* Given data *
====================

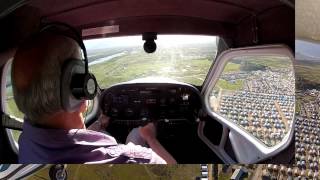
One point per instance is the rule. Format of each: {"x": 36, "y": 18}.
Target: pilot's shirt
{"x": 43, "y": 146}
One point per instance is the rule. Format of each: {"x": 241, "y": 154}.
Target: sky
{"x": 162, "y": 40}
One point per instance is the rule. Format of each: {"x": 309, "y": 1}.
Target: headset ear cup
{"x": 71, "y": 67}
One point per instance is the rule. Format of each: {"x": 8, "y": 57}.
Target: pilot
{"x": 54, "y": 135}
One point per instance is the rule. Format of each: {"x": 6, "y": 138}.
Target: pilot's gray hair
{"x": 42, "y": 96}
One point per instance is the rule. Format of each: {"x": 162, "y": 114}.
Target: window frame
{"x": 14, "y": 144}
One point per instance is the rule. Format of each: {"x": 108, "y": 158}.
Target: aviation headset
{"x": 76, "y": 83}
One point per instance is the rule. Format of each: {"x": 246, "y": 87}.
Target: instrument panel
{"x": 138, "y": 103}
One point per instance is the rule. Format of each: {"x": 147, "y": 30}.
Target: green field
{"x": 126, "y": 171}
{"x": 223, "y": 84}
{"x": 139, "y": 65}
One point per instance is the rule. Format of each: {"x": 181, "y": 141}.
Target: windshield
{"x": 185, "y": 58}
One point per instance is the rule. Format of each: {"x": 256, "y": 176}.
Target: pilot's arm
{"x": 148, "y": 133}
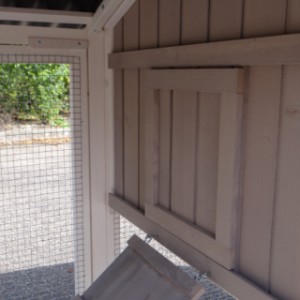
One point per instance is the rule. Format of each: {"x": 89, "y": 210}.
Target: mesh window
{"x": 41, "y": 188}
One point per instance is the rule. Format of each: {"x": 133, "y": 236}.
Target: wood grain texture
{"x": 225, "y": 20}
{"x": 169, "y": 22}
{"x": 191, "y": 234}
{"x": 228, "y": 169}
{"x": 264, "y": 93}
{"x": 285, "y": 247}
{"x": 231, "y": 281}
{"x": 166, "y": 269}
{"x": 194, "y": 21}
{"x": 264, "y": 18}
{"x": 205, "y": 80}
{"x": 259, "y": 175}
{"x": 292, "y": 16}
{"x": 165, "y": 136}
{"x": 286, "y": 239}
{"x": 148, "y": 39}
{"x": 277, "y": 50}
{"x": 118, "y": 115}
{"x": 183, "y": 154}
{"x": 207, "y": 161}
{"x": 148, "y": 24}
{"x": 131, "y": 109}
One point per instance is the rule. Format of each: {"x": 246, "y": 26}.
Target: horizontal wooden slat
{"x": 191, "y": 234}
{"x": 204, "y": 80}
{"x": 164, "y": 267}
{"x": 276, "y": 50}
{"x": 229, "y": 280}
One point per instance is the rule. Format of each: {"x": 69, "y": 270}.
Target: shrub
{"x": 34, "y": 91}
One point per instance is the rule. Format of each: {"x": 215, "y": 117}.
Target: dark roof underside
{"x": 89, "y": 6}
{"x": 70, "y": 5}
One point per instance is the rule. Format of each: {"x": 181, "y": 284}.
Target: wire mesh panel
{"x": 41, "y": 186}
{"x": 124, "y": 229}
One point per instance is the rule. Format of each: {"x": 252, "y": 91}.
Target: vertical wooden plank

====================

* Assignment *
Your answer must be an exact copy of the records, free of images.

* Answer to the exercise *
One point per instance is the rule. Format of each: {"x": 36, "y": 18}.
Target: pilot's shirt
{"x": 43, "y": 146}
One point per instance is the rule. Format of each: {"x": 241, "y": 154}.
Target: sky
{"x": 162, "y": 40}
One point per instance is the rule. Format of each: {"x": 309, "y": 1}.
Target: headset ear cup
{"x": 71, "y": 67}
One point per instance is the rule. Format of each: {"x": 8, "y": 57}.
Target: pilot
{"x": 54, "y": 135}
One point per instance is the rule. Format of each: {"x": 6, "y": 138}.
Target: pilot's gray hair
{"x": 42, "y": 96}
One point per instance is the rule. Format of each: {"x": 162, "y": 114}.
Target: window frame
{"x": 14, "y": 144}
One point per instance is the rule. Format of each: {"x": 108, "y": 158}.
Target: aviation headset
{"x": 76, "y": 83}
One point per instance is the rule. Format of each: {"x": 246, "y": 87}.
Target: instrument panel
{"x": 138, "y": 103}
One point per instance is the rule. Format of each: {"x": 147, "y": 30}.
Target: green field
{"x": 126, "y": 171}
{"x": 223, "y": 84}
{"x": 139, "y": 65}
One point per instance is the rule. Format of each: {"x": 181, "y": 141}.
Target: windshield
{"x": 185, "y": 58}
One point per instance is the rule. Format of each: {"x": 256, "y": 176}.
Target: pilot's arm
{"x": 148, "y": 133}
One point per instance is the rule. Format of each: {"x": 89, "y": 210}.
Target: mesh window
{"x": 41, "y": 188}
One point per instance is the rule. Format of each: {"x": 133, "y": 236}.
Target: wood grain texture
{"x": 225, "y": 20}
{"x": 169, "y": 22}
{"x": 191, "y": 234}
{"x": 228, "y": 169}
{"x": 264, "y": 93}
{"x": 285, "y": 247}
{"x": 231, "y": 281}
{"x": 166, "y": 269}
{"x": 194, "y": 21}
{"x": 264, "y": 18}
{"x": 205, "y": 80}
{"x": 259, "y": 175}
{"x": 292, "y": 16}
{"x": 165, "y": 136}
{"x": 286, "y": 239}
{"x": 148, "y": 39}
{"x": 277, "y": 50}
{"x": 118, "y": 115}
{"x": 183, "y": 154}
{"x": 207, "y": 161}
{"x": 148, "y": 24}
{"x": 131, "y": 109}
One point per instance is the rule. Format of each: {"x": 246, "y": 26}.
Target: horizontal wooden slat
{"x": 191, "y": 234}
{"x": 204, "y": 80}
{"x": 164, "y": 267}
{"x": 276, "y": 50}
{"x": 229, "y": 280}
One point per instance is the rule. Format of each: {"x": 69, "y": 270}.
Target: shrub
{"x": 34, "y": 91}
One point per instance is the rule. Format of each: {"x": 215, "y": 117}.
Target: dark roof underside
{"x": 89, "y": 6}
{"x": 70, "y": 5}
One point per instance is the rule. Format of each: {"x": 181, "y": 284}.
Target: wire mesh panel
{"x": 41, "y": 186}
{"x": 124, "y": 229}
One point per instance is the rule. Format of each: {"x": 252, "y": 91}.
Target: vertical wooden plank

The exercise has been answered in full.